**SELECTION**
....

What is a SARSEP plan?

A SARSEP is a grandfathered SEP IRA that includes a salary reduction feature allowing employees to defer part of their pay on a pre-tax basis. No new SARSEPs can be established after 1996, but existing plans can continue operating indefinitely.

Can I still contribute to a SARSEP?

Yes. Existing SARSEPs can continue to accept both employer and employee contributions. New employees at the same employer can also participate. The plan must continue to pass the annual deferral percentage test.

What is the SARSEP deferral percentage test?

The deferral percentage test compares the contribution rates of highly compensated employees to those of non-highly compensated employees. If the gap is too large, the test fails and excess contributions must be returned. This is the same type of test that applies to traditional 401(k) plans without a safe harbor.

Should I replace my SARSEP with a 401(k)?

It depends on whether the SARSEP is still serving your workforce well. If the deferral percentage test is becoming hard to pass, if you want a Roth option, or if contribution limits are too restrictive, a 401(k) with safe harbor or a SIMPLE 401(k) may be a better fit. A 401(k) with a safe harbor provision eliminates nondiscrimination testing entirely, which is the primary advantage the SARSEP once offered through its dual-contribution structure. When employees are already contributing near their caps and the safe harbor cost is manageable, the replacement often pays for itself in reduced compliance headaches and higher owner contributions. We compare the options using your actual payroll data.

....

**WHAT YOU WILL DO**
1. In the SARSEP FAQ, what does the deferral percentage test compare?
2. Restate the part of the SARSEP FAQ starting at "Yes. Existing SARSEPs" and ending at "deferral percentage test.", with "employer" swapped out for "company".
3. Carry the SARSEP FAQ forward from its last sentence.

....

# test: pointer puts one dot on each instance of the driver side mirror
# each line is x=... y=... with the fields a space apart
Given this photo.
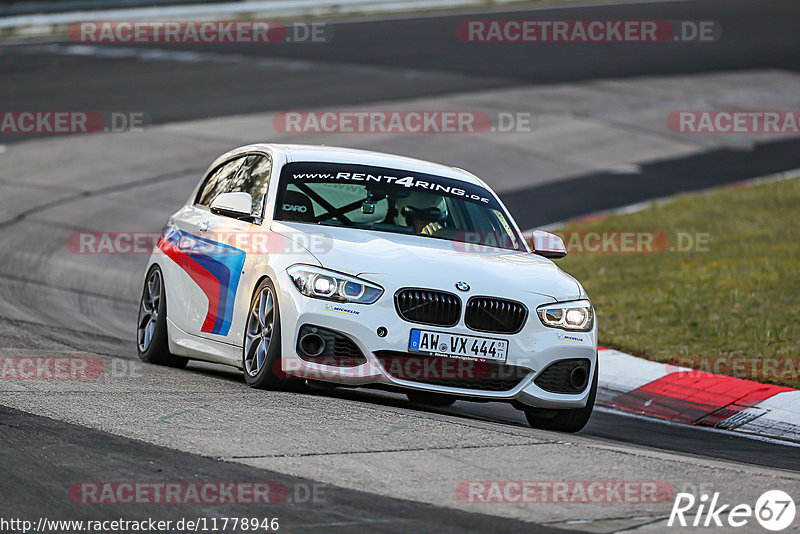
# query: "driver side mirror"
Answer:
x=547 y=244
x=236 y=205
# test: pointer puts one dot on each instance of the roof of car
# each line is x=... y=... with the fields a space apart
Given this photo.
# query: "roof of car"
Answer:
x=368 y=157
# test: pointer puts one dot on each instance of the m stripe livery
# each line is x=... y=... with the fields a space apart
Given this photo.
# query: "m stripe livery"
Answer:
x=215 y=267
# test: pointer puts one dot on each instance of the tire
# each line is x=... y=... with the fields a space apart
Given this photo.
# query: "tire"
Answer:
x=151 y=329
x=439 y=400
x=564 y=420
x=261 y=352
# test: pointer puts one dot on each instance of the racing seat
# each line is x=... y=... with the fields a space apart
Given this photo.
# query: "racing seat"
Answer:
x=296 y=206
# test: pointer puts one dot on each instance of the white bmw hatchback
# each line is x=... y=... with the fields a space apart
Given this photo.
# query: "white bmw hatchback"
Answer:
x=355 y=268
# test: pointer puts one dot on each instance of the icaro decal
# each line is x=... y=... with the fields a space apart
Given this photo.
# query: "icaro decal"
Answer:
x=295 y=207
x=215 y=267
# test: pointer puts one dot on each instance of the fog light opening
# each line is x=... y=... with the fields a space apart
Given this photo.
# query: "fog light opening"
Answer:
x=312 y=345
x=579 y=377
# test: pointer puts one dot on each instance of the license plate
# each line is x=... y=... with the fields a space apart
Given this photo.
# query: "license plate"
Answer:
x=457 y=345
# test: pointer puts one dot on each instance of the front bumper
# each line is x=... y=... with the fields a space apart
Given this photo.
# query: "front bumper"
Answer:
x=531 y=350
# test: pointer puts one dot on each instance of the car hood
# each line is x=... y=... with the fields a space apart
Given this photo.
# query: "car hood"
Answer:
x=395 y=260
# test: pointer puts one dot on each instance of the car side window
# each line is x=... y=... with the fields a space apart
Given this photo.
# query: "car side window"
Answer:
x=218 y=182
x=253 y=178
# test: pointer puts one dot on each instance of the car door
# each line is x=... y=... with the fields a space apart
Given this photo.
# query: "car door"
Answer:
x=196 y=275
x=228 y=249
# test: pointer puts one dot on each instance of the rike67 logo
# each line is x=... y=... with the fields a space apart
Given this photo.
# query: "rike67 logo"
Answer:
x=774 y=510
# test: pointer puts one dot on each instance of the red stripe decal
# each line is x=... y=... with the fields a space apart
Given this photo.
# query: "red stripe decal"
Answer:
x=207 y=282
x=694 y=396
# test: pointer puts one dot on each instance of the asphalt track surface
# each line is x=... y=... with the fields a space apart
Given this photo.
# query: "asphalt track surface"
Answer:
x=388 y=54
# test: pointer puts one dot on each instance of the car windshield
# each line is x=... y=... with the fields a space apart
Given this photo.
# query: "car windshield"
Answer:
x=391 y=200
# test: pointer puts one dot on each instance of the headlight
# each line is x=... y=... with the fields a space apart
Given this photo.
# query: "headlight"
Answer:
x=330 y=285
x=575 y=315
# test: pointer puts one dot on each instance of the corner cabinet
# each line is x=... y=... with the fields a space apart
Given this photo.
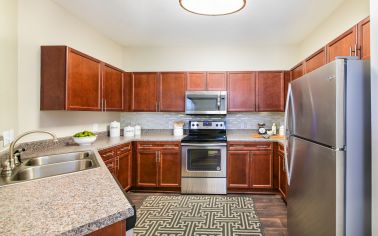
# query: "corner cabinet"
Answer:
x=158 y=165
x=71 y=80
x=250 y=166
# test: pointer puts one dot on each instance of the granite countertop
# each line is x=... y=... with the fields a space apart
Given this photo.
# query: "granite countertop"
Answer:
x=76 y=203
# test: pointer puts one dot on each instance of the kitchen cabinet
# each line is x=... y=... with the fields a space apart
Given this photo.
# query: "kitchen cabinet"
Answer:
x=241 y=91
x=158 y=164
x=282 y=175
x=144 y=86
x=316 y=60
x=119 y=162
x=128 y=91
x=211 y=81
x=250 y=166
x=270 y=91
x=172 y=91
x=116 y=229
x=364 y=39
x=196 y=81
x=71 y=80
x=112 y=88
x=297 y=71
x=344 y=45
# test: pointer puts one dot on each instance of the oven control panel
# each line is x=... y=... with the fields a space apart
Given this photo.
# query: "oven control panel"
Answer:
x=207 y=125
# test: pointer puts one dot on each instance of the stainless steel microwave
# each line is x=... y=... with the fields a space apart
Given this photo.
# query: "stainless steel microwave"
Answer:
x=206 y=102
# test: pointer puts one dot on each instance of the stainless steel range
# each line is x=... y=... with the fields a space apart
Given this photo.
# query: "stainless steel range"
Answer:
x=204 y=158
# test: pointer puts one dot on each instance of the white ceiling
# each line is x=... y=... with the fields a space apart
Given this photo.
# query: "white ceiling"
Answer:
x=135 y=23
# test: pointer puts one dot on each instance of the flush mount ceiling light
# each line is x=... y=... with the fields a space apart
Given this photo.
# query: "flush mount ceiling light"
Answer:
x=213 y=7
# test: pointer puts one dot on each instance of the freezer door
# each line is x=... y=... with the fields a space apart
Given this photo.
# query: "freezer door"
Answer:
x=316 y=193
x=315 y=108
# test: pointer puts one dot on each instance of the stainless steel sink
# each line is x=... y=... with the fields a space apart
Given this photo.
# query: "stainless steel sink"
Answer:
x=46 y=166
x=52 y=159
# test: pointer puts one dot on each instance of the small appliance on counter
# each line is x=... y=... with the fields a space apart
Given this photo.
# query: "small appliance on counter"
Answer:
x=114 y=129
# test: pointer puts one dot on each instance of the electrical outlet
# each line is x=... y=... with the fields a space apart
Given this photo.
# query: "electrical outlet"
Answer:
x=6 y=135
x=95 y=128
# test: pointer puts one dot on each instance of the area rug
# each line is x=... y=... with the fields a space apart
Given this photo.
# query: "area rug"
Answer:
x=187 y=215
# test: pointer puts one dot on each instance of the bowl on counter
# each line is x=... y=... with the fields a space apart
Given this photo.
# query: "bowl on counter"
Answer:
x=85 y=141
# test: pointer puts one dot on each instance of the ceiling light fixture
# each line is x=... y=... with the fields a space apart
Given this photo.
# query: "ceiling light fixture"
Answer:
x=213 y=7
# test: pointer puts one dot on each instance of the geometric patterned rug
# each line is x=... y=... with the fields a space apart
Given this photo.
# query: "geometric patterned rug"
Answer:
x=187 y=215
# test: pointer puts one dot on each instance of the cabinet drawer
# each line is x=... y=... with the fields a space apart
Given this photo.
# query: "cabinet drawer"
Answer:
x=107 y=154
x=160 y=145
x=122 y=149
x=245 y=146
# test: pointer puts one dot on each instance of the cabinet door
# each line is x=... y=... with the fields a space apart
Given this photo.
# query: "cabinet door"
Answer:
x=238 y=169
x=217 y=81
x=241 y=91
x=270 y=91
x=124 y=170
x=297 y=71
x=344 y=45
x=196 y=81
x=128 y=91
x=84 y=82
x=169 y=168
x=283 y=185
x=112 y=87
x=172 y=91
x=147 y=169
x=364 y=39
x=262 y=169
x=145 y=91
x=316 y=60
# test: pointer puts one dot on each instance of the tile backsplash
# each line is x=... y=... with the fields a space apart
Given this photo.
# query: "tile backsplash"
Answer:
x=165 y=120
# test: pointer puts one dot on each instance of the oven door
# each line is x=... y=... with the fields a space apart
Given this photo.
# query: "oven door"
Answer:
x=204 y=160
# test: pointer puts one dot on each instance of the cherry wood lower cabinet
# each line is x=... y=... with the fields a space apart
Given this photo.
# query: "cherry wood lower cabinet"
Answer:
x=116 y=229
x=282 y=175
x=158 y=165
x=250 y=166
x=119 y=162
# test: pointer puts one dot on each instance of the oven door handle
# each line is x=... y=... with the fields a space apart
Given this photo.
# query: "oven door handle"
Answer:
x=204 y=144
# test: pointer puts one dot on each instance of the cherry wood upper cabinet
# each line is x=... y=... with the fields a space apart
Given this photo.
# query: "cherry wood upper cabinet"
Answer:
x=364 y=39
x=113 y=88
x=71 y=80
x=172 y=91
x=297 y=71
x=316 y=60
x=241 y=91
x=270 y=91
x=128 y=91
x=344 y=45
x=196 y=81
x=145 y=91
x=217 y=81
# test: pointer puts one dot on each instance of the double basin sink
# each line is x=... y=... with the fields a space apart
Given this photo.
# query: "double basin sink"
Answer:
x=51 y=165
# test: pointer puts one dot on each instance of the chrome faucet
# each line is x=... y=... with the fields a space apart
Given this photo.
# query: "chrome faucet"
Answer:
x=9 y=164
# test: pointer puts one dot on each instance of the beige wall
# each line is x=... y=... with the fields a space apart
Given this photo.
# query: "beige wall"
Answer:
x=230 y=58
x=8 y=65
x=374 y=89
x=43 y=22
x=349 y=13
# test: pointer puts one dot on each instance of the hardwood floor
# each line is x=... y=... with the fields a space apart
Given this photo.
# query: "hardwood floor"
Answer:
x=271 y=210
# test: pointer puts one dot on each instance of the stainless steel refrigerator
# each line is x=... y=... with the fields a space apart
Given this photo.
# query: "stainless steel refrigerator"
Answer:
x=328 y=151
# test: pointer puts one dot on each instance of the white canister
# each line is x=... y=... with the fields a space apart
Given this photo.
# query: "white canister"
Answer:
x=137 y=130
x=129 y=131
x=115 y=129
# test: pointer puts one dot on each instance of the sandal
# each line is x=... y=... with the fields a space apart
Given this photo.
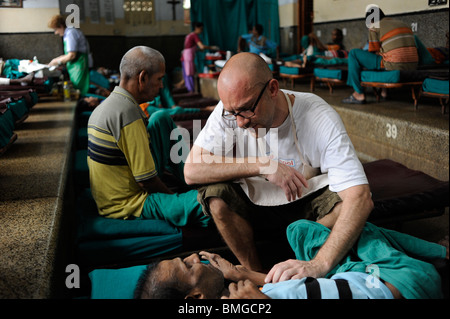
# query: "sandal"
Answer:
x=352 y=100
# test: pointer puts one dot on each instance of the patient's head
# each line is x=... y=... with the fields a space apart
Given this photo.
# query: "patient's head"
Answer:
x=180 y=279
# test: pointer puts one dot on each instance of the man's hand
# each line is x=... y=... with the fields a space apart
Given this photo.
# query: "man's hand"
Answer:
x=230 y=271
x=288 y=179
x=293 y=269
x=245 y=290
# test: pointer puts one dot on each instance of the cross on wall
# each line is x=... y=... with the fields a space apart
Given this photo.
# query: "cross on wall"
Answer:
x=173 y=3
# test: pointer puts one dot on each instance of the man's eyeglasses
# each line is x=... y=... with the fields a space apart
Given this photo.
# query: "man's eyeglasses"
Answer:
x=246 y=114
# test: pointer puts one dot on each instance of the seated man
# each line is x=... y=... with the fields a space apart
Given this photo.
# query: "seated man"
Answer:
x=124 y=164
x=381 y=252
x=391 y=47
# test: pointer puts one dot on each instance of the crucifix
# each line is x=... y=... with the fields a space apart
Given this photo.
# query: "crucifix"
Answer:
x=173 y=3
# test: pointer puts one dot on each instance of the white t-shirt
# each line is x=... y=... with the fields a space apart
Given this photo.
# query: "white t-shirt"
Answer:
x=322 y=138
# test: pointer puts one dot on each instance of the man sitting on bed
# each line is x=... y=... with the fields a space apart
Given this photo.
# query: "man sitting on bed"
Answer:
x=381 y=252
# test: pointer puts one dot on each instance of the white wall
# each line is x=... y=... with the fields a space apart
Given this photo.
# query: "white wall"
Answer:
x=33 y=17
x=334 y=10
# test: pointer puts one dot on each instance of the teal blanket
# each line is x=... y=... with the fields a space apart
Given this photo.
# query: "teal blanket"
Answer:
x=395 y=256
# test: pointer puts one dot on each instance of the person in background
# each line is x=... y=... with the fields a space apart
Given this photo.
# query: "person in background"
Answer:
x=76 y=53
x=256 y=42
x=391 y=47
x=192 y=43
x=128 y=153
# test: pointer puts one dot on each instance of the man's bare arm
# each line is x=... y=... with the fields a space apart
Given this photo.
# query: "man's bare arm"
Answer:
x=202 y=167
x=346 y=223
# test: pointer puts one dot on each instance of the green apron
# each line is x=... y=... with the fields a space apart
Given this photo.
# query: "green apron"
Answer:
x=79 y=71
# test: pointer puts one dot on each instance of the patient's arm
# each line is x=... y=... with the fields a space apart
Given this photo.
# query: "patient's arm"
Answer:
x=245 y=290
x=232 y=272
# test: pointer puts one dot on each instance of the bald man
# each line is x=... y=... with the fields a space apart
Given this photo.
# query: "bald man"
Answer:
x=310 y=140
x=127 y=153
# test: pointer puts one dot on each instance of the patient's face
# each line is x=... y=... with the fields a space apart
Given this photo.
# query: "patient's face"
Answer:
x=193 y=272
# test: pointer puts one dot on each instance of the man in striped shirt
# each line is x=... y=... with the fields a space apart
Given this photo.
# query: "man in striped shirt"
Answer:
x=127 y=153
x=391 y=47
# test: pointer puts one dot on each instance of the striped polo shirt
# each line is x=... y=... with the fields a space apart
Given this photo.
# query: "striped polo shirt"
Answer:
x=347 y=285
x=395 y=42
x=119 y=156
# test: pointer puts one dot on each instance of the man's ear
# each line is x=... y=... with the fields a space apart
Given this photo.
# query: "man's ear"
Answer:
x=142 y=77
x=195 y=294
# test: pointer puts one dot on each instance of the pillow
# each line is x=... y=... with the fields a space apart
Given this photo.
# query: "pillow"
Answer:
x=425 y=57
x=115 y=283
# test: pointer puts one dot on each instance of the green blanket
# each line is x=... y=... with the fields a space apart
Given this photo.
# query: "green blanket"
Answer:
x=395 y=256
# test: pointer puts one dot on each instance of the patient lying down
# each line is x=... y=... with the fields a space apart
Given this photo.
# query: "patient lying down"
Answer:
x=379 y=266
x=190 y=278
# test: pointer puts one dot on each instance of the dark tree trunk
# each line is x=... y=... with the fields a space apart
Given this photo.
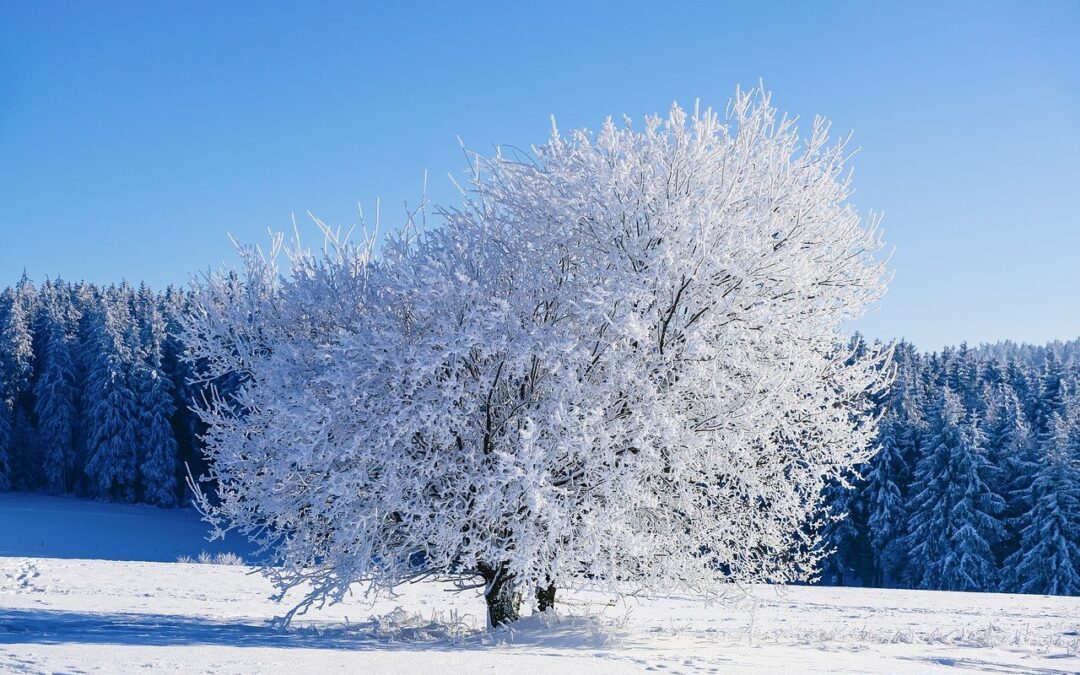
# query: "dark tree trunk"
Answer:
x=545 y=597
x=502 y=596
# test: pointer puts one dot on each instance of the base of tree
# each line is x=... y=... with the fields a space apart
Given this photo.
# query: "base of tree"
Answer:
x=502 y=596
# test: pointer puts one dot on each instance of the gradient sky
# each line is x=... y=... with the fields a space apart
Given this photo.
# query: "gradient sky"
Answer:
x=135 y=135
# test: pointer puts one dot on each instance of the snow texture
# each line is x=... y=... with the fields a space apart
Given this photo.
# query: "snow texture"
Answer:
x=94 y=616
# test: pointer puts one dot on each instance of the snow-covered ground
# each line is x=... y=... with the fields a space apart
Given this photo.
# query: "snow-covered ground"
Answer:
x=129 y=615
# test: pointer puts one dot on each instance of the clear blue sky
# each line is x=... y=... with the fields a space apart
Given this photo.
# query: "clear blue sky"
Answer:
x=134 y=135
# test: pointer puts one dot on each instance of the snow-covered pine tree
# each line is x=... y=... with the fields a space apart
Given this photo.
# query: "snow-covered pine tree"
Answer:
x=186 y=426
x=109 y=407
x=1013 y=451
x=841 y=537
x=953 y=513
x=1049 y=395
x=16 y=368
x=889 y=473
x=608 y=366
x=4 y=446
x=1048 y=558
x=158 y=457
x=56 y=391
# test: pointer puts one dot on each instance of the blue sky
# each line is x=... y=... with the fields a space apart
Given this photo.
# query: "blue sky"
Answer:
x=134 y=135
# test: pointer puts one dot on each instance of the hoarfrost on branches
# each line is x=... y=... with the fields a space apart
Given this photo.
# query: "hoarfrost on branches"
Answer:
x=618 y=362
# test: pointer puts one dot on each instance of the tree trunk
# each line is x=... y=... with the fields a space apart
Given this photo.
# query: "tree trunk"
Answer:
x=502 y=596
x=545 y=597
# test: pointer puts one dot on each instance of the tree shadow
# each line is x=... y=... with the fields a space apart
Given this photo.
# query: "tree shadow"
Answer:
x=397 y=631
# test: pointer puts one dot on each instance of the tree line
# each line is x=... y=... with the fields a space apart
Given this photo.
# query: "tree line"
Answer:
x=975 y=485
x=94 y=393
x=976 y=482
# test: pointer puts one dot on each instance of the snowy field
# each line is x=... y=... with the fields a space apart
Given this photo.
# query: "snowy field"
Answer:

....

**THE ANSWERS**
1. It compares the contribution rates of highly compensated employees to those of non-highly compensated employees.

2.
Yes. Existing SARSEPs can continue to accept both company and employee contributions. New employees at the same company can also participate. The plan must continue to pass the annual deferral percentage test.

3.
What happens to a SARSEP if the business is sold?

If the business changes ownership, the new owner can continue the SARSEP as long as the plan structure remains intact. However, the new owner cannot establish a new SARSEP — only maintain the existing one. A change in ownership is a good time to evaluate whether a different plan type would work better. If the successor business already has a retirement plan of its own, integrating the SARSEP participants may require a plan amendment or termination. The compliance steps at acquisition are specific enough that the new owner should review the plan with an ERISA-familiar advisor before the ink dries on the purchase.

Do you charge a commission to replace a SARSEP?

No. We are fee-only fiduciaries. We advise on whether to keep or replace the plan and, if replacing, which plan type fits best. We accept no commissions, referral fees, or compensation from any plan provider.